**Selected text**.
--- Start ---

With companies such as Virgin Galactic, SpaceX, Boeing and Blue Origin poised to begin flying paying customers to space the Federal Aviation Administration started a new Commercial Astronaut Wings Program to recognize flight crew on a spaceflight for a FAA-licensed mission. A person earns those wings if they complete the required flight training and successfully reach 50 statute miles above the Earth’s surface. Two Virgin Galactic pilots successfully earned their Commercial Astronaut Wings after flying the SpaceShipTwo space plane in December to nearly 51 miles above Earth.

Read on to learn more about this historic group of humans who have been to space.

The first two: The Soviet Union beat the U.S. to send a man into space by less than a month. On April 12, 1961, Yuri Alekseyevich Gagarin, 27, became the first human to travel into space and the first to orbit Earth.

Three weeks later May 16, Alan Shepard became the first American in space in his spacecraft he nicknamed Freedom 7. Ten years later, Shepard would walk on the moon during Apollo 14.

First spacewalker: Russian/Soviet Union Cosmonaut Alexei Leonov was the first person to complete a spacewalk, also known as an extravehicular activity, or EVA, on March 18, 1965.

First woman in space: Russian Valentina Tereshkova was the first woman to go into space June 16, 1963. She was also considered the first civilian in space as the Soviet Union space program technically had no female pilots at the time.

While the Soviet Union flew the first two women in space, only two women have flown for Roscosmos since 1984 and the Russian space agency currently only has one female cosmonaut: Anna Kikina.

Kikina is currently training in Star City, Russia, with other cosmonauts and astronauts but does not have a spaceflight planned right now.

--- End ---

**Given exercise 1**. Which companies does the text on early spaceflight firsts name as poised to begin flying paying customers to space?
**Given exercise 2**. Write the next few sentences of the text on early spaceflight firsts, picking up after its final sentence.

(Coordinate annotation records)

--- Start ---

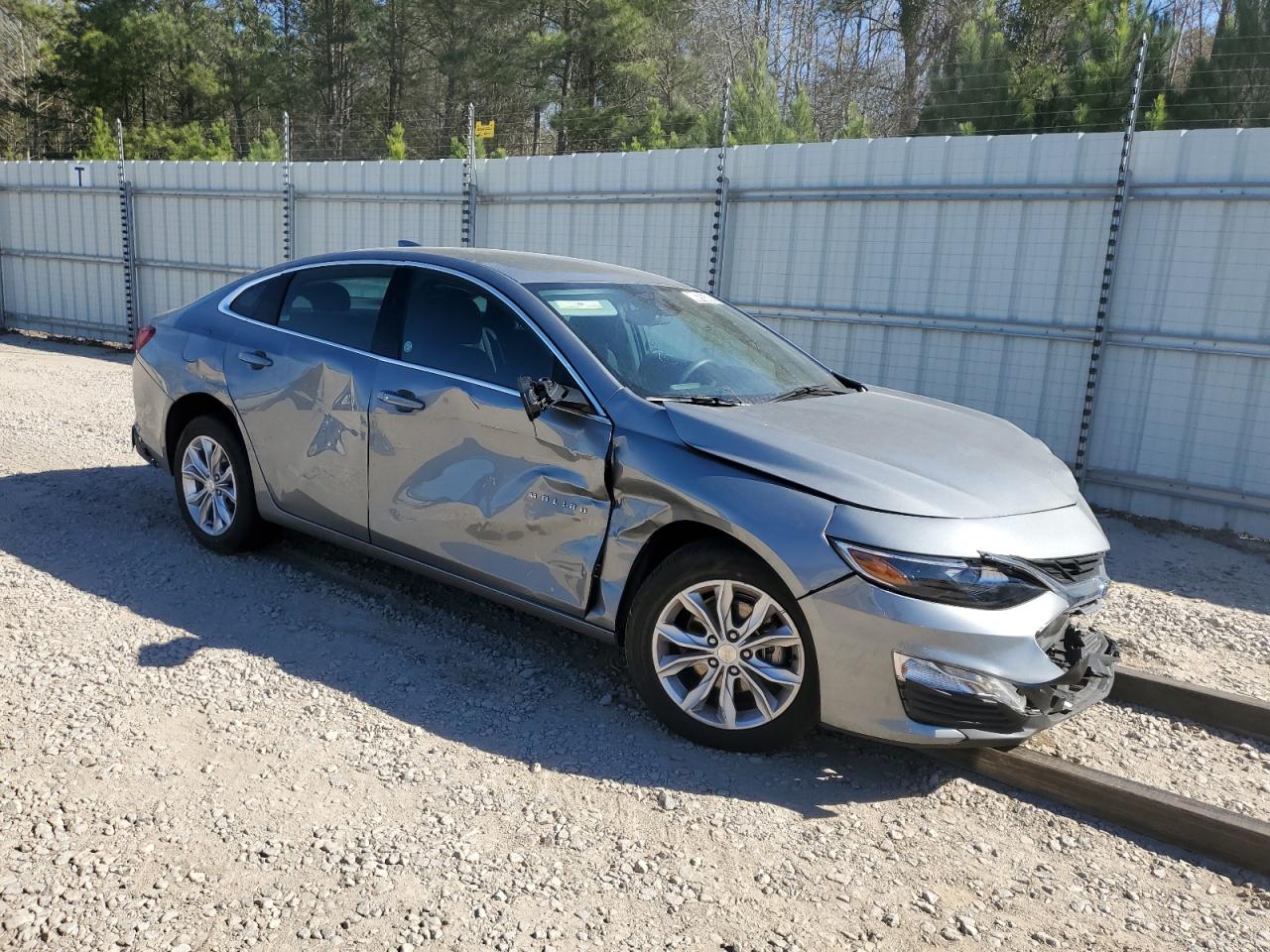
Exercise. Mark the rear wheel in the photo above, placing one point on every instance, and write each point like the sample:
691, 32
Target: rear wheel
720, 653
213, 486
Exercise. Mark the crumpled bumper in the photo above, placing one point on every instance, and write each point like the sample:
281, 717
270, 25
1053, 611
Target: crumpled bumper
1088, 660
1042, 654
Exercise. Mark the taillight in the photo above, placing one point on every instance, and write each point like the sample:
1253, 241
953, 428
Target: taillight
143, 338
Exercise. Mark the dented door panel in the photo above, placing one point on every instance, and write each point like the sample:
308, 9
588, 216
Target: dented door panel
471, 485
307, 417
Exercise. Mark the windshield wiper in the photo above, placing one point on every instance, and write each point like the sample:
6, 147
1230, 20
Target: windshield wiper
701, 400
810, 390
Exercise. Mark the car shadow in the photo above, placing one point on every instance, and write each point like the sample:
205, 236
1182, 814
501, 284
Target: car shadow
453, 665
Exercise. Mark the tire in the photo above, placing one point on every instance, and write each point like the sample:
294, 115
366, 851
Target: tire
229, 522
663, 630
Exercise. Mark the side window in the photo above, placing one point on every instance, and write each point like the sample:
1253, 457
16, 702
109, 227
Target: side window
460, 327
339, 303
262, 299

--- End ---

**Result 1**. Virgin Galactic, SpaceX, Boeing, Blue Origin

**Result 2**.
Almost exactly 20 years after Tereshkova became the first woman in space, Dr. Sally Ride launched on space shuttle Challenger on June 18, 1983, becoming the first American woman to earn her astronaut wings.

First African-American woman in space: Nearly a decade after Ride's spaceflight, Mae Jemison would become the first African-American woman to reach space during Space Shuttle Endeavour 's September 1992 mission.

That Endeavour flight marked several firsts: It was the 50th space shuttle mission, the first time a Japanese astronaut went to space in a shuttle -- Mamoru Mohri -- and the first and only time a married couple went to space together, Nancy Jan Davis and Mark Lee. Davis and Lee were secretly married a few weeks before the mission.

See a breakdown below of who's been to space by the numbers.

While 37 countries have astronauts, a majority of the 556 people who have visited space come from seven countries.

Of the current international space programs, there are at least five different names for "astronaut."

The Russians call them cosmonauts, in China they are called taikonauts, and if you're a space traveler from India, you're called a vyomonaut. An astronaut from Finland is called a sisunautti.

Finland has no men or women training to be a sisunatti, but NASA astronaut Timothy Kopra, who has been to space three times, was born in Finland.

Take a look at the map below to see where astronauts are from.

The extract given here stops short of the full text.